> **Exercise**: Here are some records. Transcribe all of them exactly.

> **Data to process**:
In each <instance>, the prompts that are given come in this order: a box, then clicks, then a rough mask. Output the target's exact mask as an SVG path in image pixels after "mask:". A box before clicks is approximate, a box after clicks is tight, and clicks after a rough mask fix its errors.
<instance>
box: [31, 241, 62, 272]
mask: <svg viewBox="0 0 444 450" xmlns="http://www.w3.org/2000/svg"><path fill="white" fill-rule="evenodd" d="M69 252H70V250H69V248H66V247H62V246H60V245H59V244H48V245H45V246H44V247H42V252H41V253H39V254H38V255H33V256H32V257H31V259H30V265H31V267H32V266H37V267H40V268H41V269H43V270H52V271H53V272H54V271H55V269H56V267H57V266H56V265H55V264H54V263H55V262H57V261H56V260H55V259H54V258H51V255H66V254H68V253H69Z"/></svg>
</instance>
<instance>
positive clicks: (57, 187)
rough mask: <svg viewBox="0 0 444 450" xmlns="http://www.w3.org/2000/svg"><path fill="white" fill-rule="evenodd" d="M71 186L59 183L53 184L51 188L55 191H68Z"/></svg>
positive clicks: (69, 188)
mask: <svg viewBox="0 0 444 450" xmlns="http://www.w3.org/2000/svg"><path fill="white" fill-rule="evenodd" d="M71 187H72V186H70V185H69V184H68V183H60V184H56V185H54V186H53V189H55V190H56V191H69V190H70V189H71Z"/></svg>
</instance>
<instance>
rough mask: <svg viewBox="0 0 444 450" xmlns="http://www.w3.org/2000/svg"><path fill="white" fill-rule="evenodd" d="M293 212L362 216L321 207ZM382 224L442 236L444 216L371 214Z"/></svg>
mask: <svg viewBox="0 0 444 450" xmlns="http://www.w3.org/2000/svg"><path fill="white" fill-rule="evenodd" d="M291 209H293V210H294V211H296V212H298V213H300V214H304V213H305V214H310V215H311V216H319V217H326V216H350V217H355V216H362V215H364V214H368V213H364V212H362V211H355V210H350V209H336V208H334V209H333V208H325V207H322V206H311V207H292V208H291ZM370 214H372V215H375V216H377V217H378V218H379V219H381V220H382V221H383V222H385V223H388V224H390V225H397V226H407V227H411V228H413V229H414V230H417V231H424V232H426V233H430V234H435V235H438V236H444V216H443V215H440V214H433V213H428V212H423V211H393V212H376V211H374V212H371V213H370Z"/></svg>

> **Exercise result**:
In each <instance>, the prompts that are given come in this order: a box, then clicks, then a rough mask. Output the target's exact mask as an SVG path in image pixels after "mask:". A box before clicks is approximate, a box after clicks is tight, and clicks after a rough mask fix its errors.
<instance>
box: [31, 241, 62, 272]
mask: <svg viewBox="0 0 444 450" xmlns="http://www.w3.org/2000/svg"><path fill="white" fill-rule="evenodd" d="M69 252H70V250H69V248H66V247H62V246H60V245H59V244H48V245H45V246H44V247H42V252H41V253H39V254H38V255H33V256H32V257H31V259H30V265H31V267H32V266H37V267H40V268H41V269H43V270H52V271H53V272H54V271H55V269H56V267H57V266H56V265H55V264H54V263H55V262H57V261H56V260H55V259H54V258H51V255H66V254H68V253H69Z"/></svg>
</instance>
<instance>
positive clicks: (57, 187)
rough mask: <svg viewBox="0 0 444 450" xmlns="http://www.w3.org/2000/svg"><path fill="white" fill-rule="evenodd" d="M71 186L59 183L53 184L51 188L55 191H68Z"/></svg>
positive clicks: (69, 188)
mask: <svg viewBox="0 0 444 450" xmlns="http://www.w3.org/2000/svg"><path fill="white" fill-rule="evenodd" d="M71 187H72V186H70V185H69V184H68V183H60V184H56V185H54V186H53V189H55V190H56V191H69V190H70V189H71Z"/></svg>
</instance>
<instance>
rough mask: <svg viewBox="0 0 444 450" xmlns="http://www.w3.org/2000/svg"><path fill="white" fill-rule="evenodd" d="M293 212L362 216L321 207ZM382 224L442 236L444 216L371 214Z"/></svg>
mask: <svg viewBox="0 0 444 450" xmlns="http://www.w3.org/2000/svg"><path fill="white" fill-rule="evenodd" d="M291 209H293V210H294V211H296V212H298V213H300V214H304V213H305V214H310V215H311V216H319V217H326V216H350V217H355V216H362V215H364V214H368V213H364V212H362V211H355V210H350V209H336V208H334V209H333V208H325V207H322V206H311V207H292V208H291ZM370 214H372V215H375V216H377V217H378V218H379V219H381V220H382V221H383V222H385V223H388V224H390V225H397V226H407V227H411V228H413V229H414V230H417V231H424V232H426V233H430V234H435V235H438V236H444V216H443V215H440V214H433V213H428V212H423V211H393V212H376V211H374V212H371V213H370Z"/></svg>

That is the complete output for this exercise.